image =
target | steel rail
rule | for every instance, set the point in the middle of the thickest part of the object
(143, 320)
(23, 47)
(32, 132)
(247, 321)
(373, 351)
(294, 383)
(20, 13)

☆ ☆ ☆

(PROMPT): Retype these rows line for line, with no changes.

(EXERCISE SOLUTION):
image =
target | steel rail
rule | for every instance, set the point in the middle of the thickest part of the object
(143, 320)
(23, 47)
(32, 132)
(247, 321)
(373, 351)
(294, 383)
(20, 13)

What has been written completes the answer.